* Directive
Copy out every line of the material below that contains the string "strap".

--------------------

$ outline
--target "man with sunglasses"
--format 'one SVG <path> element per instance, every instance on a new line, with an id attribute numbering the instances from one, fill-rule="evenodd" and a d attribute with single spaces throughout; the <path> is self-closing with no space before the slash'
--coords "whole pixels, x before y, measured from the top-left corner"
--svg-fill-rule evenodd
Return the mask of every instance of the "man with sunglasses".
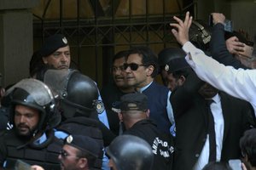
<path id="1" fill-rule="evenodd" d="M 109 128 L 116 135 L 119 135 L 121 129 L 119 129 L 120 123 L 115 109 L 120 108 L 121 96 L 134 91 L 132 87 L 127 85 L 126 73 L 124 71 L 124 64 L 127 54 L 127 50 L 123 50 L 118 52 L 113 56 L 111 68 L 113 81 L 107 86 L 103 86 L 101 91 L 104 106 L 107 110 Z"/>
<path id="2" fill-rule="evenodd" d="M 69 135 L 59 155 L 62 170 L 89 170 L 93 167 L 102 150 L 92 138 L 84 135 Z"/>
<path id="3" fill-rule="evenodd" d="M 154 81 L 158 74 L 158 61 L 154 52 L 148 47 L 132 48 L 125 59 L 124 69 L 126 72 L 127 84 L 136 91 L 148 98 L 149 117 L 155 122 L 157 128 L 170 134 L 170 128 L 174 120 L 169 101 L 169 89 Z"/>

--------------------

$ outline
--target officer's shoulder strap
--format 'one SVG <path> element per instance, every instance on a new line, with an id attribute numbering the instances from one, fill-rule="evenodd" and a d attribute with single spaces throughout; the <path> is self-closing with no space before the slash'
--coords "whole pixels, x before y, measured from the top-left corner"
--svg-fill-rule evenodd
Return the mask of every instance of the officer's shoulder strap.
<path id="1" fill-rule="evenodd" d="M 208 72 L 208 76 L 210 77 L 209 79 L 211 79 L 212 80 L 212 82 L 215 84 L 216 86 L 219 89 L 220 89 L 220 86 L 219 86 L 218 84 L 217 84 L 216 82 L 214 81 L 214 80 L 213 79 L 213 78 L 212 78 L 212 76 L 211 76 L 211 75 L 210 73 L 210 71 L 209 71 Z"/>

--------------------

* Completed exercise
--target officer's shoulder strap
Return the mask of every instance of the officer's shoulder strap.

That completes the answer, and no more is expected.